EXERCISE
Extract every line of the data that contains the string "blue", matching case exactly.

(Labeled region data)
******************************
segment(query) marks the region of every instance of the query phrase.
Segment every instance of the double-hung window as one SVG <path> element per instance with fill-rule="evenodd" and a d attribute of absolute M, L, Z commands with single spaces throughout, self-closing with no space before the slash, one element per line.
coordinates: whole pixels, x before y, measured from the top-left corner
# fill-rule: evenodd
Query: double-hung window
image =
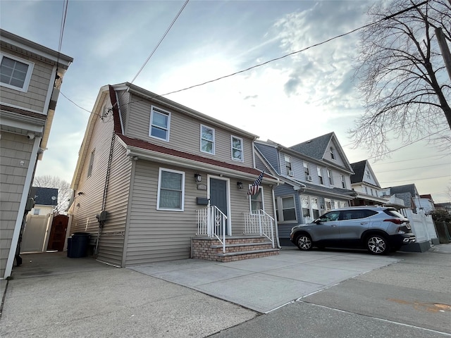
<path fill-rule="evenodd" d="M 288 176 L 293 176 L 293 170 L 291 168 L 291 157 L 284 155 L 285 156 L 285 168 Z"/>
<path fill-rule="evenodd" d="M 333 180 L 332 180 L 332 172 L 330 169 L 327 170 L 327 178 L 329 180 L 329 184 L 333 185 Z"/>
<path fill-rule="evenodd" d="M 34 66 L 32 62 L 0 54 L 1 85 L 12 89 L 27 92 Z"/>
<path fill-rule="evenodd" d="M 319 184 L 323 184 L 324 180 L 323 180 L 323 174 L 321 173 L 321 168 L 316 167 L 316 171 L 318 172 L 318 178 L 319 179 Z"/>
<path fill-rule="evenodd" d="M 249 186 L 250 187 L 250 186 Z M 259 210 L 263 210 L 264 211 L 264 206 L 263 202 L 263 188 L 260 187 L 259 188 L 259 192 L 254 195 L 250 195 L 250 207 L 251 213 L 254 213 L 255 211 Z"/>
<path fill-rule="evenodd" d="M 200 126 L 200 150 L 214 155 L 214 129 L 202 125 Z"/>
<path fill-rule="evenodd" d="M 232 159 L 243 161 L 242 156 L 242 139 L 232 136 Z"/>
<path fill-rule="evenodd" d="M 185 173 L 160 168 L 156 209 L 183 211 L 184 200 Z"/>
<path fill-rule="evenodd" d="M 282 197 L 282 218 L 280 222 L 296 220 L 295 198 L 292 196 Z"/>
<path fill-rule="evenodd" d="M 152 106 L 150 112 L 150 130 L 149 136 L 169 141 L 171 113 Z"/>

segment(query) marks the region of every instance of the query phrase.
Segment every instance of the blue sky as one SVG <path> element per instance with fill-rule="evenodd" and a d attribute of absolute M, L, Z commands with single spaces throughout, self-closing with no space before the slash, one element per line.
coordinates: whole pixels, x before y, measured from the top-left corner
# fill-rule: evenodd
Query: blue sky
<path fill-rule="evenodd" d="M 184 1 L 69 1 L 61 52 L 74 58 L 61 92 L 91 111 L 100 87 L 130 82 Z M 367 22 L 366 1 L 193 1 L 133 83 L 159 94 L 299 51 Z M 0 1 L 1 28 L 58 50 L 62 1 Z M 204 86 L 166 96 L 286 146 L 335 132 L 350 162 L 347 131 L 363 112 L 351 80 L 358 34 Z M 60 95 L 37 175 L 70 182 L 89 113 Z M 390 147 L 402 144 L 396 140 Z M 383 187 L 415 183 L 451 199 L 450 154 L 420 142 L 370 163 Z"/>

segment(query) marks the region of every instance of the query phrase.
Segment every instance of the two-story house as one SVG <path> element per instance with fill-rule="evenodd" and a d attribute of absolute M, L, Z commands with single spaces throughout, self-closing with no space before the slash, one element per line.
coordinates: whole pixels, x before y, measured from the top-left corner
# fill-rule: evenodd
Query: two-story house
<path fill-rule="evenodd" d="M 130 83 L 101 87 L 71 184 L 70 232 L 89 232 L 90 254 L 117 266 L 240 259 L 251 248 L 273 254 L 279 180 L 266 174 L 248 194 L 261 174 L 257 137 Z M 256 234 L 268 249 L 226 250 L 238 247 L 233 238 Z M 218 252 L 197 256 L 209 238 Z"/>
<path fill-rule="evenodd" d="M 37 161 L 73 58 L 0 30 L 0 278 L 11 276 Z"/>
<path fill-rule="evenodd" d="M 357 196 L 351 190 L 352 169 L 335 133 L 291 147 L 271 141 L 254 144 L 257 168 L 266 168 L 284 182 L 275 189 L 278 229 L 283 243 L 293 225 L 347 206 Z"/>
<path fill-rule="evenodd" d="M 351 163 L 351 187 L 357 193 L 352 206 L 382 206 L 388 202 L 388 198 L 382 197 L 383 189 L 368 160 Z"/>

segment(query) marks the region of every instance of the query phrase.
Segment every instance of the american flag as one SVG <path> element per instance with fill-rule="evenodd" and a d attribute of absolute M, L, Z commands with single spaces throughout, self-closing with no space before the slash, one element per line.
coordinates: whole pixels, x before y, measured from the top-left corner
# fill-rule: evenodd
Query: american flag
<path fill-rule="evenodd" d="M 247 192 L 248 195 L 255 195 L 257 192 L 259 192 L 259 187 L 261 184 L 261 180 L 263 179 L 263 174 L 265 173 L 265 170 L 263 170 L 261 173 L 259 175 L 257 179 L 252 183 L 252 185 L 249 188 L 249 191 Z"/>

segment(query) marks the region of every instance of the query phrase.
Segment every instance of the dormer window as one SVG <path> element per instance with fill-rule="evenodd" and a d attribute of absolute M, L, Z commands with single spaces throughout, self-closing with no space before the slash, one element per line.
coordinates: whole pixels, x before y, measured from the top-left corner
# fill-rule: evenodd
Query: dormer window
<path fill-rule="evenodd" d="M 3 87 L 27 92 L 35 64 L 15 56 L 0 54 L 0 82 Z"/>

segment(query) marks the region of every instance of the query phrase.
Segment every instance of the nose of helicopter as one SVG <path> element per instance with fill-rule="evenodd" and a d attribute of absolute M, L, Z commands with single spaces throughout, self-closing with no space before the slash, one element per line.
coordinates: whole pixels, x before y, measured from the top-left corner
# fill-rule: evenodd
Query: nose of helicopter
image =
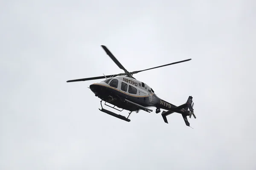
<path fill-rule="evenodd" d="M 92 84 L 89 86 L 90 89 L 95 94 L 96 96 L 97 96 L 99 93 L 99 86 L 95 84 Z"/>

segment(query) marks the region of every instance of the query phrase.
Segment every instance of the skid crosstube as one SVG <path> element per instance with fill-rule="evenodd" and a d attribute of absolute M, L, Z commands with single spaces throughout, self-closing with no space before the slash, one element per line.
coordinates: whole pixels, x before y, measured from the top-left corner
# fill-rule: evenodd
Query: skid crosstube
<path fill-rule="evenodd" d="M 130 120 L 129 119 L 126 118 L 125 116 L 123 116 L 121 115 L 120 114 L 117 114 L 116 113 L 113 113 L 111 111 L 108 110 L 106 109 L 104 109 L 103 108 L 102 108 L 101 110 L 100 109 L 99 109 L 99 110 L 100 111 L 102 111 L 102 112 L 105 113 L 107 114 L 108 114 L 110 115 L 113 116 L 114 117 L 116 117 L 117 118 L 125 120 L 126 122 L 130 122 L 130 121 L 131 121 L 131 120 Z"/>

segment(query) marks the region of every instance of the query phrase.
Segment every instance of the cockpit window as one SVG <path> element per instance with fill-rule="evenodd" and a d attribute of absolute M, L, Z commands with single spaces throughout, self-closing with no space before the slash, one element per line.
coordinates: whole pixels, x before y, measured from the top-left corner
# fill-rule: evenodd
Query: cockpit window
<path fill-rule="evenodd" d="M 117 85 L 118 85 L 118 80 L 117 80 L 116 79 L 113 79 L 110 82 L 109 85 L 110 85 L 110 86 L 111 87 L 117 88 Z"/>
<path fill-rule="evenodd" d="M 108 82 L 109 82 L 109 81 L 110 81 L 110 80 L 111 79 L 106 79 L 104 81 L 104 82 L 105 82 L 107 84 L 108 84 Z"/>

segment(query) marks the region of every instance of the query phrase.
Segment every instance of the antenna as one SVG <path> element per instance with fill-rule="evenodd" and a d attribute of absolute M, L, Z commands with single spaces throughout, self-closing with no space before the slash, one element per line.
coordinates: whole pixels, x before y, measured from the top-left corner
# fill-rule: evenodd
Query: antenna
<path fill-rule="evenodd" d="M 105 76 L 105 75 L 104 75 L 104 73 L 102 73 L 102 74 L 103 74 L 103 75 L 104 75 L 104 76 L 105 77 L 105 78 L 106 78 L 106 79 L 107 79 L 107 77 L 106 76 Z"/>

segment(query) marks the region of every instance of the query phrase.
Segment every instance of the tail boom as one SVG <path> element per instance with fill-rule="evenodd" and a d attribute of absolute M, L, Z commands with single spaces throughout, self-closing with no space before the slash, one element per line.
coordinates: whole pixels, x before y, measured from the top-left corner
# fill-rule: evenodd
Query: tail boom
<path fill-rule="evenodd" d="M 190 124 L 188 121 L 187 116 L 189 116 L 189 118 L 191 118 L 191 115 L 192 114 L 195 119 L 196 118 L 194 114 L 194 109 L 193 108 L 194 103 L 192 101 L 192 96 L 189 96 L 186 103 L 178 106 L 176 106 L 163 100 L 161 100 L 159 108 L 168 110 L 167 111 L 163 111 L 161 113 L 164 122 L 168 123 L 166 116 L 175 112 L 181 114 L 186 125 L 188 126 L 190 126 Z"/>

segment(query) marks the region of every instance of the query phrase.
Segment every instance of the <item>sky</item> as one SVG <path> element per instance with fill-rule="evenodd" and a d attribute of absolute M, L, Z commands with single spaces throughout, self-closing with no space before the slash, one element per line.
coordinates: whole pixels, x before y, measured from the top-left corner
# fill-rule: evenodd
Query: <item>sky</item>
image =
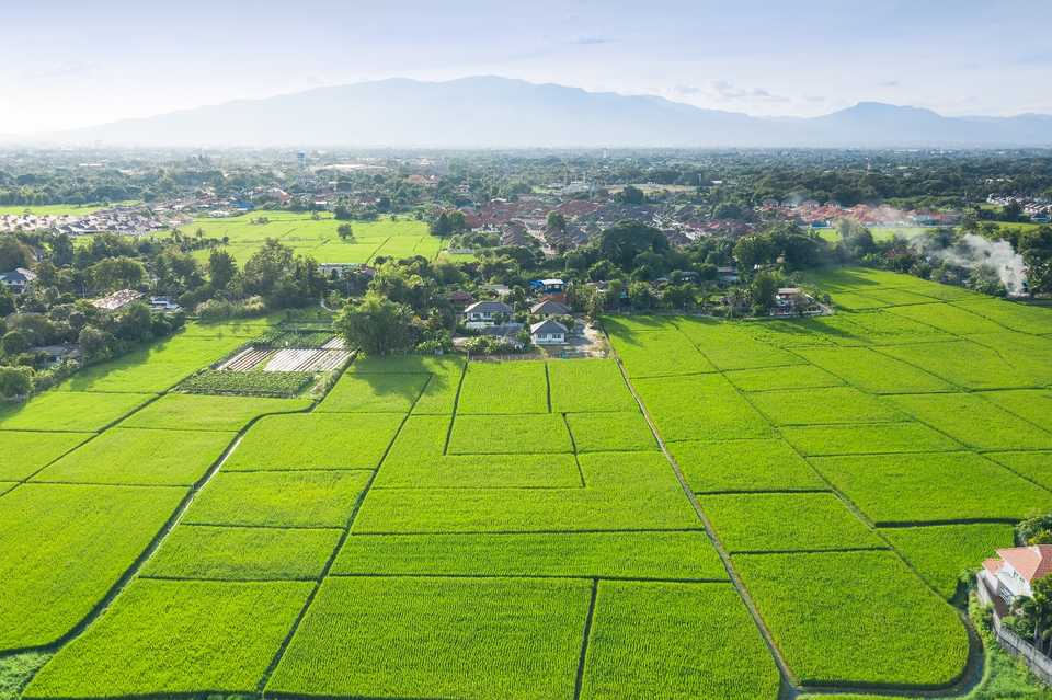
<path fill-rule="evenodd" d="M 1048 0 L 33 0 L 2 15 L 9 135 L 479 74 L 764 116 L 1052 114 Z"/>

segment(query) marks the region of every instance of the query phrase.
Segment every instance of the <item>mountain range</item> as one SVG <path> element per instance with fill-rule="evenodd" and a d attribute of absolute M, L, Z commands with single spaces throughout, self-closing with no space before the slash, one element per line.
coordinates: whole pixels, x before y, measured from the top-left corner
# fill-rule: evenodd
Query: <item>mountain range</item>
<path fill-rule="evenodd" d="M 397 78 L 20 140 L 149 147 L 1050 147 L 1052 115 L 947 117 L 861 102 L 819 117 L 755 117 L 658 96 L 498 77 L 446 82 Z"/>

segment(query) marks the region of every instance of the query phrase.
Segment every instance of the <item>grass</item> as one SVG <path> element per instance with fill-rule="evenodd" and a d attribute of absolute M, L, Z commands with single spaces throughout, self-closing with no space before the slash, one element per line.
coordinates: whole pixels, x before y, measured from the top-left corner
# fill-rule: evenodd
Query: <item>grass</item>
<path fill-rule="evenodd" d="M 197 525 L 343 527 L 367 471 L 218 473 L 186 512 Z"/>
<path fill-rule="evenodd" d="M 922 423 L 800 425 L 782 428 L 781 435 L 809 457 L 961 449 L 960 444 Z"/>
<path fill-rule="evenodd" d="M 237 432 L 267 413 L 291 413 L 310 408 L 307 399 L 206 397 L 164 394 L 121 422 L 121 427 Z"/>
<path fill-rule="evenodd" d="M 954 597 L 961 574 L 974 572 L 1000 547 L 1013 547 L 1013 527 L 1000 523 L 888 528 L 892 546 L 946 599 Z"/>
<path fill-rule="evenodd" d="M 903 411 L 976 449 L 1052 448 L 1052 433 L 974 393 L 890 397 Z"/>
<path fill-rule="evenodd" d="M 672 443 L 668 450 L 697 493 L 826 489 L 811 466 L 778 438 Z"/>
<path fill-rule="evenodd" d="M 1052 493 L 972 452 L 816 457 L 811 463 L 878 525 L 1017 520 L 1052 508 Z"/>
<path fill-rule="evenodd" d="M 318 578 L 339 539 L 339 529 L 183 525 L 169 533 L 142 574 L 222 581 Z"/>
<path fill-rule="evenodd" d="M 905 417 L 894 404 L 851 387 L 765 391 L 750 400 L 776 425 L 888 423 Z"/>
<path fill-rule="evenodd" d="M 742 391 L 771 391 L 776 389 L 819 389 L 837 387 L 844 382 L 812 365 L 792 365 L 768 369 L 739 369 L 727 372 L 731 383 Z"/>
<path fill-rule="evenodd" d="M 233 433 L 112 428 L 44 469 L 34 481 L 191 485 L 222 455 Z"/>
<path fill-rule="evenodd" d="M 430 375 L 345 372 L 318 405 L 330 413 L 408 413 Z"/>
<path fill-rule="evenodd" d="M 801 348 L 808 362 L 869 393 L 925 393 L 952 391 L 935 375 L 868 347 Z"/>
<path fill-rule="evenodd" d="M 458 421 L 465 417 L 468 416 L 460 416 Z M 549 416 L 536 417 L 548 418 Z M 575 489 L 581 485 L 578 463 L 569 451 L 548 455 L 443 455 L 446 436 L 449 433 L 449 416 L 410 416 L 384 460 L 384 467 L 377 472 L 374 486 L 377 489 L 487 486 Z M 564 432 L 565 427 L 562 426 L 559 429 Z"/>
<path fill-rule="evenodd" d="M 106 595 L 182 489 L 25 484 L 0 498 L 0 650 L 49 644 Z"/>
<path fill-rule="evenodd" d="M 458 413 L 548 413 L 548 378 L 538 362 L 471 363 Z"/>
<path fill-rule="evenodd" d="M 667 441 L 767 437 L 773 431 L 719 375 L 662 377 L 634 382 Z"/>
<path fill-rule="evenodd" d="M 599 582 L 582 698 L 753 700 L 780 682 L 732 587 Z"/>
<path fill-rule="evenodd" d="M 19 433 L 0 431 L 0 480 L 28 479 L 38 469 L 58 459 L 91 433 Z"/>
<path fill-rule="evenodd" d="M 885 547 L 831 493 L 712 494 L 699 501 L 729 552 Z"/>
<path fill-rule="evenodd" d="M 153 398 L 146 393 L 47 391 L 0 409 L 2 431 L 96 432 Z"/>
<path fill-rule="evenodd" d="M 371 489 L 352 530 L 367 535 L 700 528 L 660 452 L 592 452 L 580 460 L 584 489 Z"/>
<path fill-rule="evenodd" d="M 563 359 L 548 363 L 551 410 L 596 413 L 638 410 L 617 363 L 610 359 Z"/>
<path fill-rule="evenodd" d="M 224 469 L 376 469 L 401 421 L 393 414 L 264 416 L 245 433 Z"/>
<path fill-rule="evenodd" d="M 450 455 L 572 452 L 561 415 L 458 415 L 449 436 Z"/>
<path fill-rule="evenodd" d="M 311 586 L 136 581 L 25 697 L 254 691 Z"/>
<path fill-rule="evenodd" d="M 266 689 L 570 697 L 590 595 L 584 581 L 330 578 Z"/>
<path fill-rule="evenodd" d="M 654 434 L 638 409 L 625 413 L 568 413 L 567 423 L 579 452 L 658 449 Z"/>
<path fill-rule="evenodd" d="M 734 565 L 804 685 L 938 687 L 964 669 L 964 626 L 891 552 L 739 554 Z"/>
<path fill-rule="evenodd" d="M 676 330 L 615 331 L 610 334 L 610 345 L 633 379 L 716 371 L 716 366 Z"/>
<path fill-rule="evenodd" d="M 727 579 L 701 531 L 355 535 L 332 573 Z"/>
******************************
CORRECT RESPONSE
Segment every instance of the blue sky as one SVG <path> element per instance with fill-rule="evenodd" and a d attribute of absolute M, L, Z commands with single spaces throughout, self-closing with no space before the slash, one element per line.
Query: blue sky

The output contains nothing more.